▸ What is expected:
Convert every line of the records below into a JSON list of strings, one string per line, and omit any blank lines.
__________________________________________________
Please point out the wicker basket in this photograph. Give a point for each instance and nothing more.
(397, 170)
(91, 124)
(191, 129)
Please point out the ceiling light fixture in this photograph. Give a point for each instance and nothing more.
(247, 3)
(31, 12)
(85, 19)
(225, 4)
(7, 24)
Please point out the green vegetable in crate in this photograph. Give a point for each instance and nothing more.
__________________________________________________
▸ Response:
[
  "Please point out the wicker basket in this photograph. Give a point for each instance and nothing more.",
  "(397, 170)",
  "(91, 124)",
  "(191, 129)",
  "Please point out the ceiling light fixture in this photograph. Give a point for each instance and nothing more.",
  "(247, 3)",
  "(31, 12)",
  "(85, 19)",
  "(225, 4)",
  "(7, 24)",
  "Please point out the green vegetable in crate in this photograph. Give a point for each instance and nothing more."
]